Coordinate labeling data:
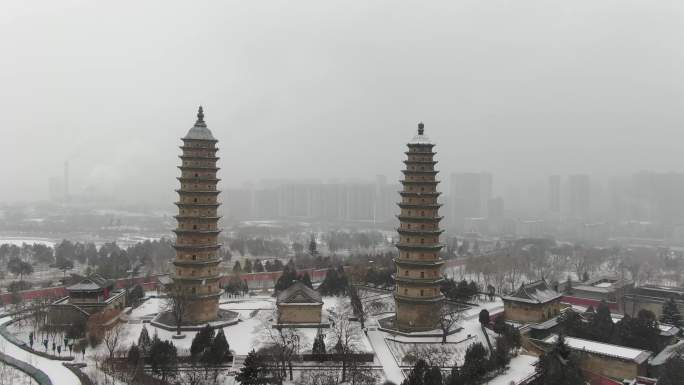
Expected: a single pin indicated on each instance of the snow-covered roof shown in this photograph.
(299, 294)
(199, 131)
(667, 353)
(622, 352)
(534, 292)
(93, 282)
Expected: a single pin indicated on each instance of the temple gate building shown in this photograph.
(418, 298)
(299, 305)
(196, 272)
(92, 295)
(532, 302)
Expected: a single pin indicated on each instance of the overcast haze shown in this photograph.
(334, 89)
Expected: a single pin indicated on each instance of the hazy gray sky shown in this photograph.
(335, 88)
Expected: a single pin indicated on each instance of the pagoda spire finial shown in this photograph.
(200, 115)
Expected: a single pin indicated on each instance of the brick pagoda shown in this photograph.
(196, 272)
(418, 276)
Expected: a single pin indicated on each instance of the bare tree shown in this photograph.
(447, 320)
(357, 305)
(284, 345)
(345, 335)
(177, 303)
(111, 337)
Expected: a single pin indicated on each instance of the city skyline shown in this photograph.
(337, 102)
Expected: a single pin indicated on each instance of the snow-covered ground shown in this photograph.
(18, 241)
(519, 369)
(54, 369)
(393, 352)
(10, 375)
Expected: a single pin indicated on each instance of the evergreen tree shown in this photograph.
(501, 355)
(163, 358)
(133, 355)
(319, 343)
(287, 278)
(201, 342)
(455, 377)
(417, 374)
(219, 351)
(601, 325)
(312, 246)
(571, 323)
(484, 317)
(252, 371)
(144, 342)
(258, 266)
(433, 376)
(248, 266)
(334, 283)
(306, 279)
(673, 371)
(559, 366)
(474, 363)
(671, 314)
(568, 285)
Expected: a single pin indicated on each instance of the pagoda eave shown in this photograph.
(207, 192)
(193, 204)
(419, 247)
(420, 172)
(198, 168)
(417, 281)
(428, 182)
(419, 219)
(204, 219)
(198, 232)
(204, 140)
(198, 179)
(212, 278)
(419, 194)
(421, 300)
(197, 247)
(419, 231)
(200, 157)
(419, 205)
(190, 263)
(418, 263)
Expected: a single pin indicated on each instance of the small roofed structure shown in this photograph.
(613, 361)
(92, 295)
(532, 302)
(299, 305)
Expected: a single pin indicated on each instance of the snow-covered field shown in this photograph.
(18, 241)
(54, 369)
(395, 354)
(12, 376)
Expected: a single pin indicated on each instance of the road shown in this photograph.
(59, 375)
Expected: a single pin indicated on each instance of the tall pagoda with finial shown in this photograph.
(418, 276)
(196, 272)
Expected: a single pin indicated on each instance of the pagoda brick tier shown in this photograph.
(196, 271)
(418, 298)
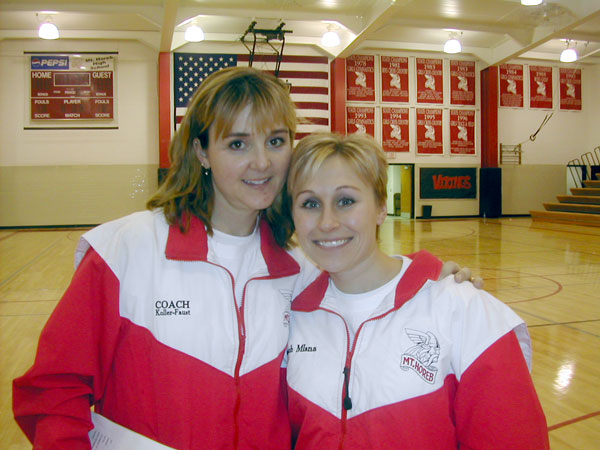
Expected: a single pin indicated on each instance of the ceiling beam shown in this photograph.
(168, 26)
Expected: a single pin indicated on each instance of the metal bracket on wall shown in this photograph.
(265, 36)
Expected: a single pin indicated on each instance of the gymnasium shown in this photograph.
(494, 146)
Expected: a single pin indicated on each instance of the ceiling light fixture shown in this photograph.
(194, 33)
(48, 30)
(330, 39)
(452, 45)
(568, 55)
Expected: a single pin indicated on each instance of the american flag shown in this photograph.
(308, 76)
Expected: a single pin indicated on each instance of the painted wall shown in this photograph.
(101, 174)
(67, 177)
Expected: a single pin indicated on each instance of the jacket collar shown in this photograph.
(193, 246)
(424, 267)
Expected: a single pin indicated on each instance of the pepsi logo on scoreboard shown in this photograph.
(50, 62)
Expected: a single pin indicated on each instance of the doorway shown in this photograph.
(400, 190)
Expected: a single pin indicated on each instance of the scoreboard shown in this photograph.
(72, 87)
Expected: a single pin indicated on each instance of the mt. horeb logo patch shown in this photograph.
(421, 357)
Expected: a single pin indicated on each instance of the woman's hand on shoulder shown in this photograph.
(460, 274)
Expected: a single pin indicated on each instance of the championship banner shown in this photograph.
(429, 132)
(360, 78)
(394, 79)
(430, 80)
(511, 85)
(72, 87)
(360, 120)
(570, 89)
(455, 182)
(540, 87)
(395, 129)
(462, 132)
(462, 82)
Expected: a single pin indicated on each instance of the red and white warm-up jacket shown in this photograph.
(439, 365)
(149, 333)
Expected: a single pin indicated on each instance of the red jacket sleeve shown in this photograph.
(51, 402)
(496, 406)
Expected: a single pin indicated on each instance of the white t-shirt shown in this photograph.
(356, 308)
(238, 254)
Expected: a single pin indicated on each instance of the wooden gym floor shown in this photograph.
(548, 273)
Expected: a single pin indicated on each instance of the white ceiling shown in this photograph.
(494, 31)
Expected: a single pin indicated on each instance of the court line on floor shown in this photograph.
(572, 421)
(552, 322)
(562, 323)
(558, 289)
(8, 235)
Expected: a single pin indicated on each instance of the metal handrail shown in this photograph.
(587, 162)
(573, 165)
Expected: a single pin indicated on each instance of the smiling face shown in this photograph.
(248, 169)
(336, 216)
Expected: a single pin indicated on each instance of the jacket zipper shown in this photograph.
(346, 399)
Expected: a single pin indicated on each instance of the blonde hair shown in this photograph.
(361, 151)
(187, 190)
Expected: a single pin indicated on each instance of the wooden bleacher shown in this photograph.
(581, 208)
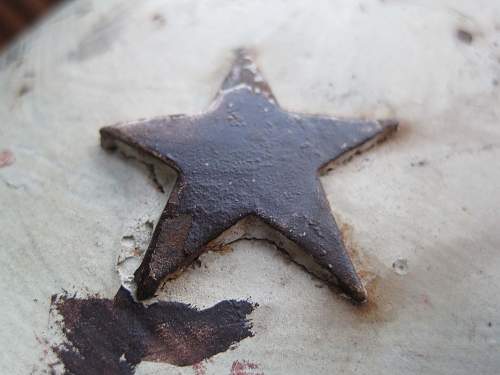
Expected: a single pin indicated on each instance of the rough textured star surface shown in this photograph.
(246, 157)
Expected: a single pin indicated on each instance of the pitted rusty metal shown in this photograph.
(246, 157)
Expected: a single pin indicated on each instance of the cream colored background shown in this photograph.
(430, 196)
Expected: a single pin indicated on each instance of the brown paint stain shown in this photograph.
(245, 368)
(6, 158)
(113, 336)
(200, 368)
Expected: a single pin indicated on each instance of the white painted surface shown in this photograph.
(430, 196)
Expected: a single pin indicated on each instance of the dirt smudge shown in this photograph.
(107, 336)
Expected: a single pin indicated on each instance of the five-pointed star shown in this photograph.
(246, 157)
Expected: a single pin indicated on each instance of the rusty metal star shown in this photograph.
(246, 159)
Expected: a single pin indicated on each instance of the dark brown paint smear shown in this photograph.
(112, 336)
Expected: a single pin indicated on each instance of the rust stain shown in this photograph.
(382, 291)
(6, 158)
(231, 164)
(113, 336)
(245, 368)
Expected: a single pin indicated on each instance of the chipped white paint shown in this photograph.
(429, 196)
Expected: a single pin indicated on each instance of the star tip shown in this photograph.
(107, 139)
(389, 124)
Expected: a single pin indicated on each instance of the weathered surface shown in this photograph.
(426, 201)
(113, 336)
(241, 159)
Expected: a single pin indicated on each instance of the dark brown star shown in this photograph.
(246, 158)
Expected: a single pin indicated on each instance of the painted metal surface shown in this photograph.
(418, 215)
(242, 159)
...
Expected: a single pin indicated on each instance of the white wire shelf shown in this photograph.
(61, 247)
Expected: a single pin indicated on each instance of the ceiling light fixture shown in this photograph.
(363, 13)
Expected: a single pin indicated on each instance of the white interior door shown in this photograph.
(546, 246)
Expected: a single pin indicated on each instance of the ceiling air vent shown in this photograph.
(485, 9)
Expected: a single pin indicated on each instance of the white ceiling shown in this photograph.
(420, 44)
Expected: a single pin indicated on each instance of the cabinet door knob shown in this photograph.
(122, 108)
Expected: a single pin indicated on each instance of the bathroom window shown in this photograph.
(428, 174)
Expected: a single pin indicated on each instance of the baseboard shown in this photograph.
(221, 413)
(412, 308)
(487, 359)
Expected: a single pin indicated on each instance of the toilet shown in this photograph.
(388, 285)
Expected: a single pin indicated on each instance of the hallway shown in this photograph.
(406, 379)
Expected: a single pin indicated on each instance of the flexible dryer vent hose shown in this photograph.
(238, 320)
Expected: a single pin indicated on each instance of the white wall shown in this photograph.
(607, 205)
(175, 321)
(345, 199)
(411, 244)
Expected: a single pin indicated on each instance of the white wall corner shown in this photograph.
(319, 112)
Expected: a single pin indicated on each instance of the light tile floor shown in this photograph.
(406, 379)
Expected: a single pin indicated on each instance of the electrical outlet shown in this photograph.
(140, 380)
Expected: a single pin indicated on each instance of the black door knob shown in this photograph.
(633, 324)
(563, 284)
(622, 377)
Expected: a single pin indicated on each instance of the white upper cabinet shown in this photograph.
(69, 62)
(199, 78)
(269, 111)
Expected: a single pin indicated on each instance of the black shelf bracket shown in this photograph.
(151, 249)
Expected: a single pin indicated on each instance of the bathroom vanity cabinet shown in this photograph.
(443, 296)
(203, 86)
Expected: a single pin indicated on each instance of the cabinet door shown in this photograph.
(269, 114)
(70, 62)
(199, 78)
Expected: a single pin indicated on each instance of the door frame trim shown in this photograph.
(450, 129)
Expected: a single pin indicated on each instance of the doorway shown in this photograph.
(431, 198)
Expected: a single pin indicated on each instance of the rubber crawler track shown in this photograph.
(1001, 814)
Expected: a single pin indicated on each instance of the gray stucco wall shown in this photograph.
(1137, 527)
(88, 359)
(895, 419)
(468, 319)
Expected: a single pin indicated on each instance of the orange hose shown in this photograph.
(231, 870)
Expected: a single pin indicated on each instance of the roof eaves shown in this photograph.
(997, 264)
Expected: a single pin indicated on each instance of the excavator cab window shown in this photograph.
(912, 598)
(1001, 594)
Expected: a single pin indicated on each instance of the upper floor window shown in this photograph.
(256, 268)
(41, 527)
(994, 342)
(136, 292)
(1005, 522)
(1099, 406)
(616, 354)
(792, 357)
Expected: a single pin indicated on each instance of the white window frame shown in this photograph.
* * *
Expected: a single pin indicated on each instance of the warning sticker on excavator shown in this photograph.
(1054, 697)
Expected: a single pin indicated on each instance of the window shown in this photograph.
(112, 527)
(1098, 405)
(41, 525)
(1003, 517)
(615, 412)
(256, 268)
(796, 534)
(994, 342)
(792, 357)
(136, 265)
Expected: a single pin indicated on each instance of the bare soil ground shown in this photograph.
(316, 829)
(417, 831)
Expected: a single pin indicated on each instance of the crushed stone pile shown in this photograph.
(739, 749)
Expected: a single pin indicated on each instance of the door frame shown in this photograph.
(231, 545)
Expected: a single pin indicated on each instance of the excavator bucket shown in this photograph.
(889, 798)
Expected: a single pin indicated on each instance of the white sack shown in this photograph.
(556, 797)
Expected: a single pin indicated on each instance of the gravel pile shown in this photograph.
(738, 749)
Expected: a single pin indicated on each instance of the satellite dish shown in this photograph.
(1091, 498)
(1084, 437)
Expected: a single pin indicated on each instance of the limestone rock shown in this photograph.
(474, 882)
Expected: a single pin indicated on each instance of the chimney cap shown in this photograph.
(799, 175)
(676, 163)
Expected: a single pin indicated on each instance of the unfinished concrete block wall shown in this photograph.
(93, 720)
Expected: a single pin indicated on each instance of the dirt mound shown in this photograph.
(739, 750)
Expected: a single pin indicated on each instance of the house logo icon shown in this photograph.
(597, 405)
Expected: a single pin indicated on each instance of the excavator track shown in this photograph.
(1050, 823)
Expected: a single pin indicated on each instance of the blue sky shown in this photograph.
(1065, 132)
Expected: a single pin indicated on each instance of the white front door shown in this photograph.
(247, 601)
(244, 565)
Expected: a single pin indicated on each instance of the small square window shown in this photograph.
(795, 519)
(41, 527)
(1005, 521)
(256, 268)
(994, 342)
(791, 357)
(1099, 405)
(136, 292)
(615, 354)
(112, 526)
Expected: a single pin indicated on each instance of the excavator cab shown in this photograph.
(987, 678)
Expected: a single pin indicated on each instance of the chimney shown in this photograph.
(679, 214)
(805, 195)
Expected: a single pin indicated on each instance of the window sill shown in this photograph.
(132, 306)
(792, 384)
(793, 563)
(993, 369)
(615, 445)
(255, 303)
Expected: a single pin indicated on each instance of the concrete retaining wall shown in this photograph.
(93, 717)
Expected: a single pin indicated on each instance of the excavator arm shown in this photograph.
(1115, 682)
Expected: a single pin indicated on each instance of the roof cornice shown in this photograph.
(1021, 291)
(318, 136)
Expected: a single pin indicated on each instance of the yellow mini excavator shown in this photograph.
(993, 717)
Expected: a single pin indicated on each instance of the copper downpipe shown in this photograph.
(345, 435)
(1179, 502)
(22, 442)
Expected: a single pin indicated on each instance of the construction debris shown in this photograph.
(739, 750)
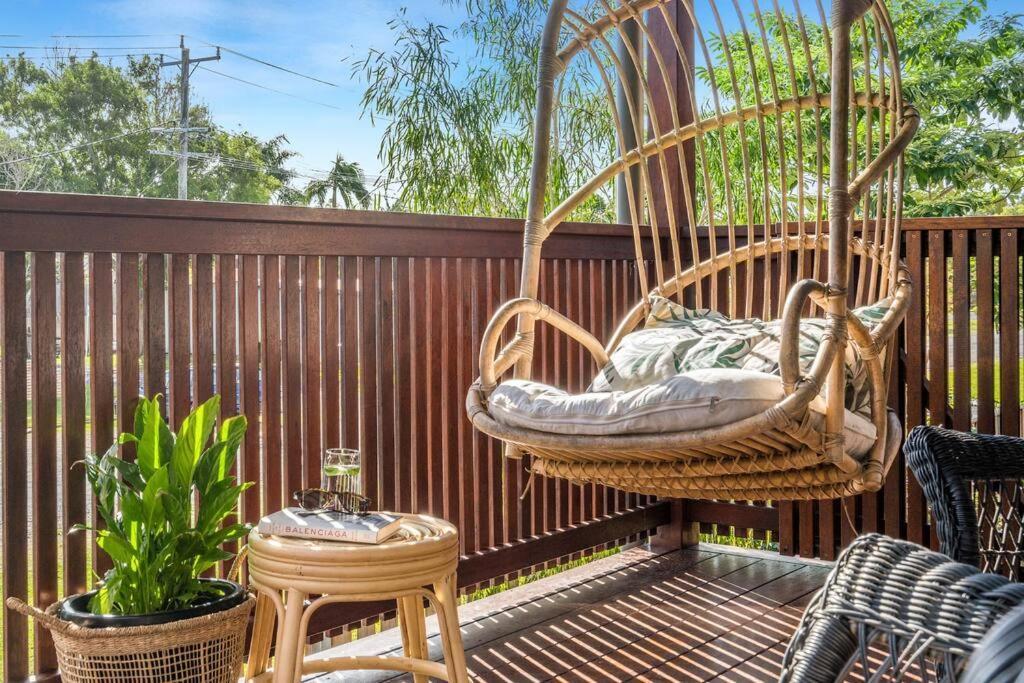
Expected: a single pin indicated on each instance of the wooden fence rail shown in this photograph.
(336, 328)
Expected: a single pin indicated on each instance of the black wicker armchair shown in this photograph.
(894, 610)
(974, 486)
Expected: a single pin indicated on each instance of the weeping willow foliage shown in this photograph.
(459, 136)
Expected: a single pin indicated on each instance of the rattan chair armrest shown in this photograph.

**Task to complete:**
Reproduce the items starting at the line that contains "Expected: a single pin indicated on each instance of the house" and ending at the line that contains "(1115, 682)", substituting "backhoe" for "excavator" wherever it occurs and leaving everything else unchanged.

**Worked answer:**
Expected: a single pin indicated on each instance of the house logo icon shown in this photograph.
(597, 405)
Expected: a single pin indicated on each instance of the backhoe track shown in this photograph.
(1050, 823)
Expected: a single pin indicated on each instance of the blue sky shown in this photograph.
(1065, 132)
Expected: a single pin indicated on each instance of the white front door shown in this photograph.
(247, 601)
(244, 565)
Expected: a single pin indicated on each instance of the small square window shown in this photograph.
(795, 519)
(41, 527)
(1005, 521)
(256, 268)
(994, 342)
(791, 357)
(1099, 405)
(136, 292)
(615, 354)
(112, 526)
Expected: a single pin indicated on each instance of the backhoe cab shown in this photograph.
(987, 678)
Expected: a single pin indicated on each instance of the chimney shown in this photograph.
(679, 214)
(805, 195)
Expected: a single pin indicated on each instance of the window sill shown in this photograph.
(132, 306)
(792, 384)
(793, 563)
(993, 369)
(615, 445)
(255, 303)
Expected: a single pin indicated on each instance of the concrete retaining wall shown in this photograph.
(93, 717)
Expected: a single pin indicated on each instance of the backhoe arm shown in this photograph.
(1115, 682)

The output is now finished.